INSTRUCTION 1: Pull out every row in the records below that contains the word "building". Case counts, so only matches with the same capitalization belong.

READING PASSAGE:
Posted by Anton A in American music, Southside Johnny.
Tags: , , ,

Southside and the Jukes returned to the Wellmont tonight for another rousing, rollicking evening. Like last year, they played a terrific 2 & 1/2 hour show. By somewhere past the midpoint they had most of the crowd on their feet, dancing their shoes off in their seats or down front by the stage. 


I can’t pretend to be a dispassionate critic here. After six years of not seeing this band – I have no idea how that happened but it did – last May’s Wellmont show made me a born-again fan. I saw the light that night and caught the Jukes six more times in 2010. I’m hoping at least to equal that this year. No matter what kind of trials and tribulations you’re going through, if you have a taste for the Jukes’ blend of soul-drenched horn-heavy R&B, they’ll leave you feeling exhilarated and glad to be alive when the night is over.

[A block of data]
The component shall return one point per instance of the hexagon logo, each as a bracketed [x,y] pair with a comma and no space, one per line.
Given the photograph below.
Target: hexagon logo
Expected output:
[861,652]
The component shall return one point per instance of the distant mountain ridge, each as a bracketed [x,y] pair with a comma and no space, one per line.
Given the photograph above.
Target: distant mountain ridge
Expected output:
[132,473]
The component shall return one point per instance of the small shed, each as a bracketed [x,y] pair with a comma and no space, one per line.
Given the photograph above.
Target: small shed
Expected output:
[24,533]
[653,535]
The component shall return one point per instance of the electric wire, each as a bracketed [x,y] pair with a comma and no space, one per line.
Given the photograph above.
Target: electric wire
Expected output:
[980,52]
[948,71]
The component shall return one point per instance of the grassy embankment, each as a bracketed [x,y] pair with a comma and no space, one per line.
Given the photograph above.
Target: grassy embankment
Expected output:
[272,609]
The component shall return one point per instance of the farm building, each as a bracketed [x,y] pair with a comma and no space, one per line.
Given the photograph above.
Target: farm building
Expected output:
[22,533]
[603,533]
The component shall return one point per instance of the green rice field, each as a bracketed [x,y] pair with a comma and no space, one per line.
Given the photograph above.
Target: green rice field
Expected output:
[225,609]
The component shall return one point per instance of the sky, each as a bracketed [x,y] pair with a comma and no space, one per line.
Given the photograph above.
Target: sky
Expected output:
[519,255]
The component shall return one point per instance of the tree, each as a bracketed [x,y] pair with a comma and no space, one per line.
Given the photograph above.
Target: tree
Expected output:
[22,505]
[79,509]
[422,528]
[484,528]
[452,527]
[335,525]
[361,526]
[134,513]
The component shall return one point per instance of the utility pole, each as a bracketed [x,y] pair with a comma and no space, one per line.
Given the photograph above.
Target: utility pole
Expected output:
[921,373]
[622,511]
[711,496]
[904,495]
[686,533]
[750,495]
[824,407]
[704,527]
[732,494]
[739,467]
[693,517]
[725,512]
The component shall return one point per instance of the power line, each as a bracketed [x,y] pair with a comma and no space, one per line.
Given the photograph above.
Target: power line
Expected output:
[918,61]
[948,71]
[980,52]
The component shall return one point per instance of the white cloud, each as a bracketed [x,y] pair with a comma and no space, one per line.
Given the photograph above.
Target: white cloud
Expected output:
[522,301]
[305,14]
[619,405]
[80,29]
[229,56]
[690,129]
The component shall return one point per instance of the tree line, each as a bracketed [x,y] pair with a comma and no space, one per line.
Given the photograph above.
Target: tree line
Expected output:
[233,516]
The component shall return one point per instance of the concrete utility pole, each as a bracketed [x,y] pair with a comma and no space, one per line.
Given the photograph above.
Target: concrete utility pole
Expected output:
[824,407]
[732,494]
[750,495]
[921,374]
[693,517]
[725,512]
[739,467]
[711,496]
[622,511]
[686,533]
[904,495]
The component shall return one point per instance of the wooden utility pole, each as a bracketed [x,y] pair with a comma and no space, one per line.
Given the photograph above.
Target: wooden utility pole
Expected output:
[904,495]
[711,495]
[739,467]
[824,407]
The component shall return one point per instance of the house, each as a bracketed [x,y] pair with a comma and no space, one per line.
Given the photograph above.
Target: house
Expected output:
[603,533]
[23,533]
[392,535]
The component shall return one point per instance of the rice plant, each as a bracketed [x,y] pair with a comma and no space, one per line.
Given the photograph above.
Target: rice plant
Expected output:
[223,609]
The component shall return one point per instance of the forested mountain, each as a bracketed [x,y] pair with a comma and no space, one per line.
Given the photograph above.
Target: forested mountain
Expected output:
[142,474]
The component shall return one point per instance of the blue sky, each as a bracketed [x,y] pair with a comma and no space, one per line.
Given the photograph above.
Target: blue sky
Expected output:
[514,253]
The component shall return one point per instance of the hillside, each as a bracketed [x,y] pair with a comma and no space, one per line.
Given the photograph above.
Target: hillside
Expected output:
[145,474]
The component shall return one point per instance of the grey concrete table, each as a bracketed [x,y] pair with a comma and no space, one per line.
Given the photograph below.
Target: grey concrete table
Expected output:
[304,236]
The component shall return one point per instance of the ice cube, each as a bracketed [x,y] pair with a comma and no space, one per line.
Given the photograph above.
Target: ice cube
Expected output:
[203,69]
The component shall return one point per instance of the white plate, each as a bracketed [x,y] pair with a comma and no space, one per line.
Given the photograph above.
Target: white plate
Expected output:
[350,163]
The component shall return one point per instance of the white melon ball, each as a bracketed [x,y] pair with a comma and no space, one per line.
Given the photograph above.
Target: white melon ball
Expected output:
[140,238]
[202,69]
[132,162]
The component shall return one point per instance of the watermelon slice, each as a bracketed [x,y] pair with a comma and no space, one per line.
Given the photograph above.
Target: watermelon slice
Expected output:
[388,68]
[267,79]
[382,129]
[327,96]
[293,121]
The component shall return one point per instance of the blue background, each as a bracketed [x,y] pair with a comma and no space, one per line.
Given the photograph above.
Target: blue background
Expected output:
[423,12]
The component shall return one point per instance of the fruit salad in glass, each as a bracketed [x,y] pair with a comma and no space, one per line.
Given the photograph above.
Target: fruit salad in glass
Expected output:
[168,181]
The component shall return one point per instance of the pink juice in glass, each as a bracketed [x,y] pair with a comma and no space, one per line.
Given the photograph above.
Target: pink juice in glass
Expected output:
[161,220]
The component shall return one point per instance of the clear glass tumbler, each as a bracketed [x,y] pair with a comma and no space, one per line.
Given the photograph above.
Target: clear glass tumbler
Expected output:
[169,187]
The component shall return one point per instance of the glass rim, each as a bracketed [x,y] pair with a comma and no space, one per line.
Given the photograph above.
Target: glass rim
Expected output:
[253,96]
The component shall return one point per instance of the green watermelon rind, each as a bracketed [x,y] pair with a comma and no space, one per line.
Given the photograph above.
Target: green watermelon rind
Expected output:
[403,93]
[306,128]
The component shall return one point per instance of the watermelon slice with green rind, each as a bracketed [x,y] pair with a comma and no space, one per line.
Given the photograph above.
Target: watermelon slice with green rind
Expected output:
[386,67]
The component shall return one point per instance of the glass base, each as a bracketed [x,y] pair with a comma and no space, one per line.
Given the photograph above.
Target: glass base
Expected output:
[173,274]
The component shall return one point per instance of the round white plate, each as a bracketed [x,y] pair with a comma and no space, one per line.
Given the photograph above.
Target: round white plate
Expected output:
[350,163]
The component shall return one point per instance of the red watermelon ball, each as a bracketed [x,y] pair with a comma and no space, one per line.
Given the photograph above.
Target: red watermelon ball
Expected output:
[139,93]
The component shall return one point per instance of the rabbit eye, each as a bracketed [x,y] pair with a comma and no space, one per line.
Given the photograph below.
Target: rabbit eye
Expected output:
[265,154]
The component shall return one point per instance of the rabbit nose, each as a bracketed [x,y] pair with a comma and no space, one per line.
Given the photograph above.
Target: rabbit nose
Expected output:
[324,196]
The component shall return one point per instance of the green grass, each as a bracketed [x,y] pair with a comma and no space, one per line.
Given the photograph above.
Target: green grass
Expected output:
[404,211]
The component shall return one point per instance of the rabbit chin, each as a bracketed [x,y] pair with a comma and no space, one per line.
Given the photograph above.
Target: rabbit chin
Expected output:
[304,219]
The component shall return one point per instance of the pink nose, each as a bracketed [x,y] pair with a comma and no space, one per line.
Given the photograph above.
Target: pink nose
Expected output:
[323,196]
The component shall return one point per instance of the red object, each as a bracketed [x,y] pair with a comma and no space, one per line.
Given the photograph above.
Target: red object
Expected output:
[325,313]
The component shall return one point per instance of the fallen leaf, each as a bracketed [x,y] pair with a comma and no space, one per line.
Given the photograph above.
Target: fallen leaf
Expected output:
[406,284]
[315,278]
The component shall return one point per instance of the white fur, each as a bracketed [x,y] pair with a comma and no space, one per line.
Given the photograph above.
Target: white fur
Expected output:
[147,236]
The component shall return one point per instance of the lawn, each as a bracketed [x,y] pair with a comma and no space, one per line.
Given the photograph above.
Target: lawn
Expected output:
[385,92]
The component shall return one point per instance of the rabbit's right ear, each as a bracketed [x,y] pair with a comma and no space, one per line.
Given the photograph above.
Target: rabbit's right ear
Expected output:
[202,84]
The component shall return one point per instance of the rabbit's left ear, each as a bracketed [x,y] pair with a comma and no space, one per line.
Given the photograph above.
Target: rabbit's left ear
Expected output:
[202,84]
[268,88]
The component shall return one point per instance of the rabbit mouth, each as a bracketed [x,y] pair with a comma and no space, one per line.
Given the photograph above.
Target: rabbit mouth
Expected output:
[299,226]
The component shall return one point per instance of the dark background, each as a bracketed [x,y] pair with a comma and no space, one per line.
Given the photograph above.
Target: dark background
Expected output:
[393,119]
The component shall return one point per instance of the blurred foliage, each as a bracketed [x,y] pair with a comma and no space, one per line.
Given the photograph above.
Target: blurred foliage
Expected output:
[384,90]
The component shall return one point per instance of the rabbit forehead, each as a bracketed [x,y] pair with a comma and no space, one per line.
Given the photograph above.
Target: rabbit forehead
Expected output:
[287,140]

INSTRUCTION 2: Write what comes next in the post above about Southside Johnny and the Jukes at the Wellmont, starting right after its last sentence.

WRITTEN REPLY 1:
The component shall return one point per instance of the farm building, each as a bracketed [x,y] pair with a comma and no space, one per line.
Target: farm building

WRITTEN REPLY 2:
You won’t catch these guys playing the same show twice; regardless of who might wander in and out of the band on a given night, Johnny changes the set list every time. These musicians know each other’s moves so well, they can turn on a dime and respond to Johnny’s on-the-fly song choices at the drop-kick of a hat. You never know what you’re going to hear next at a Jukes show; one night’s encore may be the next night’s opener. That is such a rare thing.


The Jukes were traveling with one guitarist last night, the talented Glenn Alexander. I’d gotten used to their two-guitar attack last year, with Andy York and then Billy Walton adding more of a hard rock edge to their sound. Last night’s performance was no less of a careening thrill ride for having one fewer of the crew on board. They revved it up and dialed it down in response to Johnny’s cues, taking the audience on an energized trip through the sounds and melodies of several generations, some now starting to fade into history. Bless the Jukes for keeping those tunes alive.


The band benefitted from the usual excellent sound mix at the Wellmont, with each instrument and voice ringing clear and distinct. Glenn’s solo guitar allowed John Conte’s fine bass work, Jeff Kazee’s keys and Tom “The Goose” Seguso’s percussion to stand out a bit more, not to mention the amazing horn section.



Johnny seemed in rare form; his voice was as rich and strrong as I’ve ever heard it, his vibrato didn’t waver. Maybe it was the month off, or maybe Jeff Kazee has found him some new voodoo potion to soothe the vocal cords; whatever it was, Johnny fired it up early and stoked the coals all night.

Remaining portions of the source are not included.